EXERCISE
Rewrite the records below, changing every "Query" to "Target" and leaving all other text unchanged.

DATA SHOWN

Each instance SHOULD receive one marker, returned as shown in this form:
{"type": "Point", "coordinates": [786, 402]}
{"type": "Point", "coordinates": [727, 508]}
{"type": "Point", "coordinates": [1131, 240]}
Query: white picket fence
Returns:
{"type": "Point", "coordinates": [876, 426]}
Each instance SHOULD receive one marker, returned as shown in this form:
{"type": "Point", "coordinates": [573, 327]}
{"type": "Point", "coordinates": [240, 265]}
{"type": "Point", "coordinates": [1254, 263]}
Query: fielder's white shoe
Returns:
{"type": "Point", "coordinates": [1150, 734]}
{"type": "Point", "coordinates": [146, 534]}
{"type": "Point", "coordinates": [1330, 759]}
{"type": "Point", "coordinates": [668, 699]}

TASK SOLUTION
Each instance SHOULD receive one marker, returned as shown in this form:
{"type": "Point", "coordinates": [786, 402]}
{"type": "Point", "coordinates": [727, 508]}
{"type": "Point", "coordinates": [1131, 240]}
Target: white picket fence
Returns:
{"type": "Point", "coordinates": [876, 426]}
Each instance SHOULD receive one marker, returned as shown in this form:
{"type": "Point", "coordinates": [573, 327]}
{"type": "Point", "coordinates": [240, 265]}
{"type": "Point", "coordinates": [1254, 263]}
Target: fielder's white shoe
Returns:
{"type": "Point", "coordinates": [1150, 734]}
{"type": "Point", "coordinates": [146, 534]}
{"type": "Point", "coordinates": [1330, 759]}
{"type": "Point", "coordinates": [668, 699]}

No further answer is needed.